_Stated problem_.
Scan the records for the line containing "Exercise. Identify the concrete"; extract it and all later lines, verbatim, through the end, and nothing before it.

_Records for this task_.
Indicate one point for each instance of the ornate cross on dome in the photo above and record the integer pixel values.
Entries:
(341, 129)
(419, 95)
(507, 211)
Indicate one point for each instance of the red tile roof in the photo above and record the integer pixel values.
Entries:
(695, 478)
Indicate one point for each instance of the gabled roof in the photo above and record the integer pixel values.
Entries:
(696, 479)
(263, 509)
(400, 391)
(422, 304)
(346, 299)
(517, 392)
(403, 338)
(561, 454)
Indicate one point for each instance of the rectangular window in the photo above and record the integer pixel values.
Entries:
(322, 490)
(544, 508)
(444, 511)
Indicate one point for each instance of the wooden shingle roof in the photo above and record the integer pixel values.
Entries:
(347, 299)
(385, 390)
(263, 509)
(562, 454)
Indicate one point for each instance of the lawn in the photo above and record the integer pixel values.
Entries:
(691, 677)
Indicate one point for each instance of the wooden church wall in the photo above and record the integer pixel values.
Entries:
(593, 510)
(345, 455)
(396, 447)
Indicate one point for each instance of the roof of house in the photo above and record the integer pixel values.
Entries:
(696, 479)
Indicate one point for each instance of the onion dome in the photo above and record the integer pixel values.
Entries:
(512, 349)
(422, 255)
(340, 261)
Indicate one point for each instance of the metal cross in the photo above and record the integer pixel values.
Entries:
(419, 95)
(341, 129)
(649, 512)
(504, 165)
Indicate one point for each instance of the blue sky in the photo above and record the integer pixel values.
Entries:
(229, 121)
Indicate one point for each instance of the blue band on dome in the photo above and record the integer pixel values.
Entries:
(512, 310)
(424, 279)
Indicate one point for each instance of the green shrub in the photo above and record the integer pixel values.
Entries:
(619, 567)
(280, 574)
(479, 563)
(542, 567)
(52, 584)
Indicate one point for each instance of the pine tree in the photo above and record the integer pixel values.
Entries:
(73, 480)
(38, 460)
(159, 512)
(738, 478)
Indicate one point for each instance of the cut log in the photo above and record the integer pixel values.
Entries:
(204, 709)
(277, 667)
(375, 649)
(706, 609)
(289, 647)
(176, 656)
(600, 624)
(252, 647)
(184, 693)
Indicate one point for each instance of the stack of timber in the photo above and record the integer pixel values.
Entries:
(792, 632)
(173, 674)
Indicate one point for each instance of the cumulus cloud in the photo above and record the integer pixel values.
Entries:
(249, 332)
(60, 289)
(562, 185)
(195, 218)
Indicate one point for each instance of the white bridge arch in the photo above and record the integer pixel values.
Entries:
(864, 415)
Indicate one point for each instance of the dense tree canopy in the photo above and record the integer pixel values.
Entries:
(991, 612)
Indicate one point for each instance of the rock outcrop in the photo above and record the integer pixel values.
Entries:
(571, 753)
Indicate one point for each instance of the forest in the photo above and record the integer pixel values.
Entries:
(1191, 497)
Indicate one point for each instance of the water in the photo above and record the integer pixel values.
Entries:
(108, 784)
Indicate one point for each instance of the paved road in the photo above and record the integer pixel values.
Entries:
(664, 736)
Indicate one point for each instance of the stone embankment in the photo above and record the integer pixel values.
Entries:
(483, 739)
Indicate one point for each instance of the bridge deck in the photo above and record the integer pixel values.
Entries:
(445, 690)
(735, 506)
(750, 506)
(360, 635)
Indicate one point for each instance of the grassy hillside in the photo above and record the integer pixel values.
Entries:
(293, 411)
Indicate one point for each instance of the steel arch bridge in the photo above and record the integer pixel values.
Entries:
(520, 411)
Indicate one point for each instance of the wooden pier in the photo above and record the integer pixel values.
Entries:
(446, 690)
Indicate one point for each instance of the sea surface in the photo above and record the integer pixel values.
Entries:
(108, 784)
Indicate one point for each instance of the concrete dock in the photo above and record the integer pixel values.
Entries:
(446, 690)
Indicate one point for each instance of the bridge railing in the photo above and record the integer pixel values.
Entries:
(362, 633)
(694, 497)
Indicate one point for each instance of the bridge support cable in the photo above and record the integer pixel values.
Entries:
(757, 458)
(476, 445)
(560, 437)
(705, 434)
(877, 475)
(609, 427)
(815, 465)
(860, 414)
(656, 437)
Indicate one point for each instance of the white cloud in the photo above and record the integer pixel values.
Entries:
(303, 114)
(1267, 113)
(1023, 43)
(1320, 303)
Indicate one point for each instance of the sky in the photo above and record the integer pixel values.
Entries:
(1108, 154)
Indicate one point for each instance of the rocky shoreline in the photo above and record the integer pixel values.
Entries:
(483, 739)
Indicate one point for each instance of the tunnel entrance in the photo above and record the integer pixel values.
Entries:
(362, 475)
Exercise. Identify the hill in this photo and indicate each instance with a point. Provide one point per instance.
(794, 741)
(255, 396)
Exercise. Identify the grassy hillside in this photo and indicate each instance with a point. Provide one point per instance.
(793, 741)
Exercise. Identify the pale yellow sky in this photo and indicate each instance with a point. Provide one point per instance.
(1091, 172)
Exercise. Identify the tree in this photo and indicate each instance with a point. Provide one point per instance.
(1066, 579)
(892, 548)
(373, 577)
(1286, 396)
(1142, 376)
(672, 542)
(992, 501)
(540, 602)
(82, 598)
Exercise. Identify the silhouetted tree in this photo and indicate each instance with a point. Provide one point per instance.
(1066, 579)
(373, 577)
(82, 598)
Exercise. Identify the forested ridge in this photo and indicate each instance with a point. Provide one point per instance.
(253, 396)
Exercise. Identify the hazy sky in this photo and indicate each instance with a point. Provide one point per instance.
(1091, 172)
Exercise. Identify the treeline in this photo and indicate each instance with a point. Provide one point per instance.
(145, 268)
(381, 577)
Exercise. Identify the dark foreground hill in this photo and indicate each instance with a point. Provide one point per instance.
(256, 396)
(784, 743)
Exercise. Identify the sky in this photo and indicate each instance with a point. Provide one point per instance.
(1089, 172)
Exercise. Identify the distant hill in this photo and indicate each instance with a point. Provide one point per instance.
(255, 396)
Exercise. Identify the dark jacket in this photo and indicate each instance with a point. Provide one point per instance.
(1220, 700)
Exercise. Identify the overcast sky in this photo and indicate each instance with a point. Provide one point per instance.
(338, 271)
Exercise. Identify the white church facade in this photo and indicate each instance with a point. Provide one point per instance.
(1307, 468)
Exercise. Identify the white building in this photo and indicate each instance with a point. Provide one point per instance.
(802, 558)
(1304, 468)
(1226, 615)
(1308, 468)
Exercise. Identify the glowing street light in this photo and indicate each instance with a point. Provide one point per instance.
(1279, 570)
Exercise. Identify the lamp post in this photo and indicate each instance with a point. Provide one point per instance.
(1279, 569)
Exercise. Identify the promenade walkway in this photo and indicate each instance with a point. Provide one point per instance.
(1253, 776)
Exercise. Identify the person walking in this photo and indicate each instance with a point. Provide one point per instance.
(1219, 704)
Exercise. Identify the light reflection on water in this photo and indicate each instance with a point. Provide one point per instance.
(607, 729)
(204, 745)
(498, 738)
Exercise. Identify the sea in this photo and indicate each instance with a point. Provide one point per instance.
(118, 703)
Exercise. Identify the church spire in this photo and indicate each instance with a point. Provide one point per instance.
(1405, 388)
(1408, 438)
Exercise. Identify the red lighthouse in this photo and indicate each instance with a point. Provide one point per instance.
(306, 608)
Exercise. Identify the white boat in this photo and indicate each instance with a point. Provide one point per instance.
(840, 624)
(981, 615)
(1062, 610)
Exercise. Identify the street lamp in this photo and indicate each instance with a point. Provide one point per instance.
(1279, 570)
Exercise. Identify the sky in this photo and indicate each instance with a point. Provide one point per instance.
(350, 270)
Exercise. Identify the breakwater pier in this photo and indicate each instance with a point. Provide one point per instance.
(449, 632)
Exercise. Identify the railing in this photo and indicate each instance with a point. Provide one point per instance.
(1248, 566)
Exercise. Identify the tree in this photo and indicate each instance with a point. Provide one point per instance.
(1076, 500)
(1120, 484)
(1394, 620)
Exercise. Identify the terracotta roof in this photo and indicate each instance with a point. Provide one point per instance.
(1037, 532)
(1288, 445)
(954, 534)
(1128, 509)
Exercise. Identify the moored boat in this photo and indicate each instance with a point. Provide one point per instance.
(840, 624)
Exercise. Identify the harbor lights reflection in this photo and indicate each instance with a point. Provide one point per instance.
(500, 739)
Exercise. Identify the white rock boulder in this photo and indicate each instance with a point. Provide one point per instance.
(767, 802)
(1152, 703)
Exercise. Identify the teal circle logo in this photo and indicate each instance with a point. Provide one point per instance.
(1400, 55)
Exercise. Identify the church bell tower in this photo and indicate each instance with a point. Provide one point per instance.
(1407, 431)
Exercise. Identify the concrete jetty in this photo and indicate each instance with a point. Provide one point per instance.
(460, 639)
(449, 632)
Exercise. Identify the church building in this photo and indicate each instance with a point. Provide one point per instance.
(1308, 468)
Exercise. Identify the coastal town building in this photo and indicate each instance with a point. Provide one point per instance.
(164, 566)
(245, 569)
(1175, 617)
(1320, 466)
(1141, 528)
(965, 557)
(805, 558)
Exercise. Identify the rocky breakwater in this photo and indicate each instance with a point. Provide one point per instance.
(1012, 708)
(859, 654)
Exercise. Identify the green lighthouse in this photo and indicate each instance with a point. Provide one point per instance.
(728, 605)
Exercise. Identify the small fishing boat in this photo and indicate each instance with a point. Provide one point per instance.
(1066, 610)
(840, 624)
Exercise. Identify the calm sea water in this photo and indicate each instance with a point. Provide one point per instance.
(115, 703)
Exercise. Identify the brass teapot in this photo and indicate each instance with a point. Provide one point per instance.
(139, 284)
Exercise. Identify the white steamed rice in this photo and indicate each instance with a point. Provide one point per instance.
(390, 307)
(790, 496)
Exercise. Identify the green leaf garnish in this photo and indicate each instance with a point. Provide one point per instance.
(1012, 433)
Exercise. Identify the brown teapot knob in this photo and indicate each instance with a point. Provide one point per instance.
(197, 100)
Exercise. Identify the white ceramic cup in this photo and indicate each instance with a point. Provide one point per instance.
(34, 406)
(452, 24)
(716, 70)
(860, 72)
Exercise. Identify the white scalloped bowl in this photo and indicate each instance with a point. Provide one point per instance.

_Result of the exercise_.
Exercise. Identify the concrete jetty in this photo and indicate each instance with a point. Provide one point per instance.
(460, 639)
(449, 632)
Exercise. Identify the church building in this photo and indicate each instance with a point. Provide one point per instance.
(1308, 468)
Exercise. Identify the coastal town building in this photo and indicate each instance with a point. Provide one point per instance.
(164, 566)
(245, 569)
(1175, 617)
(1320, 466)
(1141, 528)
(965, 557)
(805, 558)
Exercise. Identify the rocky breakwater in this photo and indicate each instance with a point. Provide one point per instance.
(1012, 708)
(859, 654)
Exercise. Identify the green lighthouse in this photo and indicate each instance with a point. Provide one point per instance.
(728, 605)
Exercise. Identify the small fishing boat in this photo and indicate each instance with a point. Provide one point per instance.
(1066, 610)
(840, 624)
Exercise. Identify the calm sea water in this photo and indicate each instance with a point. Provide one point per instance.
(115, 703)
Exercise. Identify the brass teapot in this photo and indicate each instance with a point. Provide one point per instance.
(139, 284)
Exercise. Identify the white steamed rice in this photo and indicate each instance with a point. Provide one point per instance.
(390, 307)
(790, 496)
Exercise. Identify the green leaf garnish in this photo and indicate each instance with a point. Provide one point per instance.
(1012, 433)
Exercise. Identify the brown teapot knob in this photo and indicate each instance with a point. Provide one point per instance.
(197, 100)
Exercise. Identify the white ceramic cup in this photo and indicate each instance with a point. Provide one point per instance.
(34, 406)
(452, 24)
(716, 70)
(860, 72)
Exercise. Identify the white scalloped bowl in this photo and indicate each instance with a point. Provide one point per instance.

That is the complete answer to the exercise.